Task to complete |
Convert every line of the records below into a JSON list of strings, one string per line, leaving out any blank lines.

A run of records
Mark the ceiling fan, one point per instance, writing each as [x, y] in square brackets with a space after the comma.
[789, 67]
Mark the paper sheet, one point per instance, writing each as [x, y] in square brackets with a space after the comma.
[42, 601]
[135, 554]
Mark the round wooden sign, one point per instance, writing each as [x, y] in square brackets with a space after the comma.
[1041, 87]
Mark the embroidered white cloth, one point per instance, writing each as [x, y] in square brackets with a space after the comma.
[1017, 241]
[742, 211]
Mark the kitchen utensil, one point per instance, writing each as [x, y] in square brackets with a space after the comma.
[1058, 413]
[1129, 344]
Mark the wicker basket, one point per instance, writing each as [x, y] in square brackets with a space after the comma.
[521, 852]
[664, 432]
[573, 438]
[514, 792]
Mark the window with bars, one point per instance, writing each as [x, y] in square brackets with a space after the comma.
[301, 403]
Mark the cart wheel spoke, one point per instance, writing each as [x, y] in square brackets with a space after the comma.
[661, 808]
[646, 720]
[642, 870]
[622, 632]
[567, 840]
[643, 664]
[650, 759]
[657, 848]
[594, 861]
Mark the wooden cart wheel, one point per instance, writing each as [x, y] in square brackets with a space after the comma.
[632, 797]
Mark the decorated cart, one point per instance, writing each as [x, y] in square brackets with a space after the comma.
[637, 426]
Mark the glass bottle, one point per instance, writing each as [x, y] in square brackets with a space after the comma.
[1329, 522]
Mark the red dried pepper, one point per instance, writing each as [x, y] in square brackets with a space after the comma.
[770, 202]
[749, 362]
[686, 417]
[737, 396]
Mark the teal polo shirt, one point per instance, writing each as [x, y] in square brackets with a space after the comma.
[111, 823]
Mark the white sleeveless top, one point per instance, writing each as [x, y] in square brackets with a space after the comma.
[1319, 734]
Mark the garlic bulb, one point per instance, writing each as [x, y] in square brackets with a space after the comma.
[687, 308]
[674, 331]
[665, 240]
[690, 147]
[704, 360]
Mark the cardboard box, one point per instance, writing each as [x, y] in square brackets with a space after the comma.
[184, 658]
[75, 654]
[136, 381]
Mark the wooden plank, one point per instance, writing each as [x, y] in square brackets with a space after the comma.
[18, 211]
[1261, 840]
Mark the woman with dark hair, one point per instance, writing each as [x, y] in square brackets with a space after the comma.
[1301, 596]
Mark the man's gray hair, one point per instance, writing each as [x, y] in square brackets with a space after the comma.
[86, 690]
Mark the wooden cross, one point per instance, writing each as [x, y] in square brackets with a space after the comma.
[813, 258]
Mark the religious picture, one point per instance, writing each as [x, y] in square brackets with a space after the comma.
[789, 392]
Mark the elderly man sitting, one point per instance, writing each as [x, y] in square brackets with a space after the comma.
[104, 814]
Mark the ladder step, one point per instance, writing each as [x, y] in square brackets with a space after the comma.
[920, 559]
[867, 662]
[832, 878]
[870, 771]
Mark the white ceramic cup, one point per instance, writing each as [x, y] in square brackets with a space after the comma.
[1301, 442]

Expected output |
[
  "Mark the ceiling fan, one point per instance, writing each as [x, y] in square brackets with a space after the comma.",
  "[789, 67]",
  "Mark the paper sheet, one point per instance, writing each as [x, y] in square brackets with a space after the comma.",
  "[42, 601]",
  "[135, 554]",
  "Mark the round wooden sign, one point per instance, writing each as [x, y] in square brackets with a space after the comma.",
  "[1041, 87]",
  "Mark the embroidered white cloth, one point per instance, writing each as [x, y] in square brackets with a space after the comma.",
  "[1017, 241]",
  "[742, 211]",
  "Mark the kitchen utensil, one point per instance, writing each as [x, y] in square brackets with a space after the comma.",
  "[1058, 413]",
  "[1129, 344]",
  "Mark the wicker basket, one point per instance, writing each as [x, y] in square brackets with a space after the comma.",
  "[521, 852]",
  "[664, 432]",
  "[573, 438]",
  "[514, 792]",
  "Mark the window with bars, one point per instance, writing each as [x, y] in square brackets with a space after the comma.",
  "[301, 403]",
  "Mark the cart wheel spoke, one point per instance, writing each as [x, y] in square brackets with a space after the comma.",
  "[661, 808]",
  "[646, 720]",
  "[642, 870]",
  "[622, 632]",
  "[567, 840]",
  "[643, 664]",
  "[650, 759]",
  "[657, 848]",
  "[594, 861]",
  "Mark the wooden cart wheel, one point per instance, writing each as [x, y] in square brackets with a space after the comma.",
  "[632, 797]",
  "Mark the decorated cart, one point per instance, writing each as [x, y] in square brackets with a space after the comma.",
  "[637, 426]",
  "Mark the glass bottle, one point per instance, writing each as [x, y] in square brackets with a space after the comma.",
  "[1329, 522]",
  "Mark the red dried pepper, one point per instance, writing each as [x, y] in square brackets with a space after the comma.",
  "[770, 202]",
  "[749, 362]",
  "[686, 417]",
  "[737, 396]",
  "Mark the teal polo shirt, one point per instance, writing each as [x, y] in square brackets with a space after the comma.",
  "[111, 823]",
  "Mark the white sleeveless top, one point per instance, writing each as [x, y] in square brackets with a space after the comma.",
  "[1319, 734]",
  "Mark the garlic bulb, one point per instance, writing each as [x, y] in square brackets with a space after the comma.",
  "[687, 308]",
  "[674, 331]",
  "[665, 240]",
  "[690, 147]",
  "[704, 360]",
  "Mark the cardboard box, one point per instance, writing each as [x, y] in square brackets with a space after the comma.",
  "[184, 658]",
  "[75, 654]",
  "[136, 381]",
  "Mark the wooden plank, one point per instance, writing each as [x, y] in square brackets with a space after the comma.",
  "[18, 211]",
  "[1261, 840]",
  "Mark the woman with dark hair, one point per instance, writing each as [x, y] in square brackets with a space after the comma.",
  "[1301, 596]",
  "Mark the man's gray hair, one point per instance, writing each as [x, y] in square brackets with a space after the comma.",
  "[86, 690]",
  "Mark the wooden cross, one point per instance, writing each as [x, y] in square brackets with a space after the comma.",
  "[813, 258]",
  "Mark the religious picture, one point per instance, writing each as [x, y] in square brackets with a space after the comma.",
  "[789, 392]",
  "Mark the elderly man sitting, one point per instance, writing each as [x, y] in square brackets with a space after the comma.",
  "[104, 814]",
  "Mark the ladder step, one point per instance, writing each as [x, y] in square brackets with a space after the comma.",
  "[920, 559]",
  "[867, 662]",
  "[832, 878]",
  "[870, 771]",
  "Mark the white ceramic cup, one point per instance, writing each as [x, y] in square brackets with a space after the comma.",
  "[1301, 442]"
]